Exercise aim
Whenever the word "exposed" turns up in a line below, that line should be copied.

● ● ● ● ● ● ●

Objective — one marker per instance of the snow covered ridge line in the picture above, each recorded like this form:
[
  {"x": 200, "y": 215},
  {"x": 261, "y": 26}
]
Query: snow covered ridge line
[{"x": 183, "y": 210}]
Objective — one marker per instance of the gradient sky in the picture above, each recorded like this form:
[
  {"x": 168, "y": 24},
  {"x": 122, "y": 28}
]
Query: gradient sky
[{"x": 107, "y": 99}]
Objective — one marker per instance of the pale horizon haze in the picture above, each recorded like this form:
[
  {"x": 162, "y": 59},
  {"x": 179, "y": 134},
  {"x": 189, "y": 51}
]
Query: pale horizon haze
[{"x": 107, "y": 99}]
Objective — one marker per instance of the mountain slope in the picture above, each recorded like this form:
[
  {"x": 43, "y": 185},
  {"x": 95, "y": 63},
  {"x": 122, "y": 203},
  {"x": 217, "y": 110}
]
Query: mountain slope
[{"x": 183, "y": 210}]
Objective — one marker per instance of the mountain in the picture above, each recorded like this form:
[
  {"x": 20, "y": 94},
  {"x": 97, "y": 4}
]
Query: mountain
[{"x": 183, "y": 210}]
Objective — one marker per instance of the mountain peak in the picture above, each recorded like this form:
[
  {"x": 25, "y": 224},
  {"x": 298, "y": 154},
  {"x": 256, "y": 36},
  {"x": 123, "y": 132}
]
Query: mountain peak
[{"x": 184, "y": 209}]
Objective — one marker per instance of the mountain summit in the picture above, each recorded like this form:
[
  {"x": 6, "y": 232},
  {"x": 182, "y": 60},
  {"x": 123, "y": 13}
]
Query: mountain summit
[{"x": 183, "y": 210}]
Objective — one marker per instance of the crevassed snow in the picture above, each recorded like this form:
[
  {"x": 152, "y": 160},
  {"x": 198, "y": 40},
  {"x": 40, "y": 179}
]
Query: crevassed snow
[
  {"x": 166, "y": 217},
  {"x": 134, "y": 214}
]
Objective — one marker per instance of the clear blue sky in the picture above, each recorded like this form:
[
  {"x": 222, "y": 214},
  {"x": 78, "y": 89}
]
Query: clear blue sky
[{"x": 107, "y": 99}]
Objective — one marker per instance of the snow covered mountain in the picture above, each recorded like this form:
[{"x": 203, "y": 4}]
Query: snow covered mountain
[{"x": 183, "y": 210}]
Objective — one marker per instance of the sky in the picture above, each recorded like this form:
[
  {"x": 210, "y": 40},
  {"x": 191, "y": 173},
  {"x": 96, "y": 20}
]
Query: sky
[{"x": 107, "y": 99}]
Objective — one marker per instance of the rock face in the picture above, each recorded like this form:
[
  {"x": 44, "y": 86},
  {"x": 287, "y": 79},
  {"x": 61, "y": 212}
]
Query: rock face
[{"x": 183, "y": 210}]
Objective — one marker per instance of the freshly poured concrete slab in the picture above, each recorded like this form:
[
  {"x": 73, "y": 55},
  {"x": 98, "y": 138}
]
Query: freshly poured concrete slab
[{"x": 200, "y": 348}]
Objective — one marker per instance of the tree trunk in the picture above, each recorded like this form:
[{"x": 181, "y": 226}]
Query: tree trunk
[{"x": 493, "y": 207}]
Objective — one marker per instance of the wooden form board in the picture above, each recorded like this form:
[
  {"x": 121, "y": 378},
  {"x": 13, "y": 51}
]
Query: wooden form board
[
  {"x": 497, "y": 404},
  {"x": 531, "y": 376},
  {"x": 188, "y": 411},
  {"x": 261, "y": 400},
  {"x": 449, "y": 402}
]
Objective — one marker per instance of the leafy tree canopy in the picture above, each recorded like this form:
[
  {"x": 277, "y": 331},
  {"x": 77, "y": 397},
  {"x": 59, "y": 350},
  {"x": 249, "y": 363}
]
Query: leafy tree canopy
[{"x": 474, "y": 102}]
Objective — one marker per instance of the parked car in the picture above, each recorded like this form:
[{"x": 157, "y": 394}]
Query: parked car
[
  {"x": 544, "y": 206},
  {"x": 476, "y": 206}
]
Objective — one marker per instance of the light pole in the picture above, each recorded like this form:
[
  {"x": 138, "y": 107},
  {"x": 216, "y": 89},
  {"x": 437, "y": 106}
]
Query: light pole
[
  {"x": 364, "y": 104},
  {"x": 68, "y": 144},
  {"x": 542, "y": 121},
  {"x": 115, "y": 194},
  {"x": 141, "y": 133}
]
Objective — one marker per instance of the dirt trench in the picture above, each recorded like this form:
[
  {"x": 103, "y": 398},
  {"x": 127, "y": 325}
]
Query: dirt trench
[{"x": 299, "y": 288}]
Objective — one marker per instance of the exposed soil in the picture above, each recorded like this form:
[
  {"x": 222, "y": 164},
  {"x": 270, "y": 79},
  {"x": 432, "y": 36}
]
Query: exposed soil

● ● ● ● ● ● ●

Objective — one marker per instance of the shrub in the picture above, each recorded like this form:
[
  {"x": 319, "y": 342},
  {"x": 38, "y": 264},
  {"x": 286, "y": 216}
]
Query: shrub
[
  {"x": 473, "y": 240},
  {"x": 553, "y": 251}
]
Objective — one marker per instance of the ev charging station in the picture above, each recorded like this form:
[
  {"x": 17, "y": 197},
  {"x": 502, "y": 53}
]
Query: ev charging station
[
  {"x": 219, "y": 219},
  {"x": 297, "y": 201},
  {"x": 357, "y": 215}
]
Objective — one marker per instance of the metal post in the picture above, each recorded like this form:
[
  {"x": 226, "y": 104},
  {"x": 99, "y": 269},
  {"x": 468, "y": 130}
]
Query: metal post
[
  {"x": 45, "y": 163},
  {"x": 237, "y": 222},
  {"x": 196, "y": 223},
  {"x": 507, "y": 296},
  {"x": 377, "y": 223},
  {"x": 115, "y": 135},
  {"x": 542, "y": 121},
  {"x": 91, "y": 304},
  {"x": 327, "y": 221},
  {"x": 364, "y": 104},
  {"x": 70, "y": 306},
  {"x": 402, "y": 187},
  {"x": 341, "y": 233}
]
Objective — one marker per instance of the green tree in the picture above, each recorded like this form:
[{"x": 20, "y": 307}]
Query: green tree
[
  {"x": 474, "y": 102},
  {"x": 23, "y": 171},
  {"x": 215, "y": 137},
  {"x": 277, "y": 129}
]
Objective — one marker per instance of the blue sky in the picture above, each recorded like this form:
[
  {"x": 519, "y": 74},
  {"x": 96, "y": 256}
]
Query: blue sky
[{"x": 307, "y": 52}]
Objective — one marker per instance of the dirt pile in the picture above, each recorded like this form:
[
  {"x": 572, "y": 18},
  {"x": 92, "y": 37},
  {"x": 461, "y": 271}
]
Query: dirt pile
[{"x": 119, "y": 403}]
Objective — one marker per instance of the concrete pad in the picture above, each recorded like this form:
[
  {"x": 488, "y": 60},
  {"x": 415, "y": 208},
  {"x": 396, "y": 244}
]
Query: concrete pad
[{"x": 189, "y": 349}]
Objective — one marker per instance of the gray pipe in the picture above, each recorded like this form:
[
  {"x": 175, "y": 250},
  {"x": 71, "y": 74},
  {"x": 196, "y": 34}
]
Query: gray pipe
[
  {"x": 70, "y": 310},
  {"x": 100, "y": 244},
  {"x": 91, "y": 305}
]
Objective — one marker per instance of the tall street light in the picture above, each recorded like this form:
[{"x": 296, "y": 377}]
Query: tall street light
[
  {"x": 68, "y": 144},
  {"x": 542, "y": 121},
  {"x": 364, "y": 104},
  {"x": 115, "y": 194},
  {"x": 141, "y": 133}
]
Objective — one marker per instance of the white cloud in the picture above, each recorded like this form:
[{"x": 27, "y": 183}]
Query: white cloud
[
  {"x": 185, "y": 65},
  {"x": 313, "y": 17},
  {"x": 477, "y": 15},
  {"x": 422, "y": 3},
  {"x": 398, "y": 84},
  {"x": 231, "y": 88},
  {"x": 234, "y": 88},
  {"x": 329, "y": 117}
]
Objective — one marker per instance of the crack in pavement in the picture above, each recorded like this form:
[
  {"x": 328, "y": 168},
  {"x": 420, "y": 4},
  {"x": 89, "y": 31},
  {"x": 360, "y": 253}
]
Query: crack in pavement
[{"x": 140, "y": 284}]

● ● ● ● ● ● ●

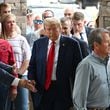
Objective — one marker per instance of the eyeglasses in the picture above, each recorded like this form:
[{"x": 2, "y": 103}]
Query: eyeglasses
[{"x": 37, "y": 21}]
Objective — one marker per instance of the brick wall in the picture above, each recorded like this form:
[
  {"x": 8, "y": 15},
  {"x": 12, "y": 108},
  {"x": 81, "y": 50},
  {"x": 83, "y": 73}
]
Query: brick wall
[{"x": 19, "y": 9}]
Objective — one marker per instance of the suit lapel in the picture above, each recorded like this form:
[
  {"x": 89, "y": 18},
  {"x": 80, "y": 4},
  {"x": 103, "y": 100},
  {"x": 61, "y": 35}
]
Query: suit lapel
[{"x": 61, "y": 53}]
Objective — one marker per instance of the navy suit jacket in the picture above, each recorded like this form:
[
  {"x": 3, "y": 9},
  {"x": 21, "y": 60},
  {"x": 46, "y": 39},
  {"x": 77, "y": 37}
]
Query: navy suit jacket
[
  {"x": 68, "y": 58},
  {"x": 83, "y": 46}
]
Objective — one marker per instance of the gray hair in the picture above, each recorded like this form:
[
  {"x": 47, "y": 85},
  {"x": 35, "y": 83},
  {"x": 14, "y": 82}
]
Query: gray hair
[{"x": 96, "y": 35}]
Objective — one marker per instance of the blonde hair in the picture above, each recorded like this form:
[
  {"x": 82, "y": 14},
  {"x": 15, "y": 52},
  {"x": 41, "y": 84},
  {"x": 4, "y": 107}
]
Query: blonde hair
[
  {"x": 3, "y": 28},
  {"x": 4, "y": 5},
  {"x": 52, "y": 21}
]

● ● ● ● ● ● ●

Task response
Objective — one marker per instance of the exposed soil in the picture above, each recorded like this form:
Query: exposed soil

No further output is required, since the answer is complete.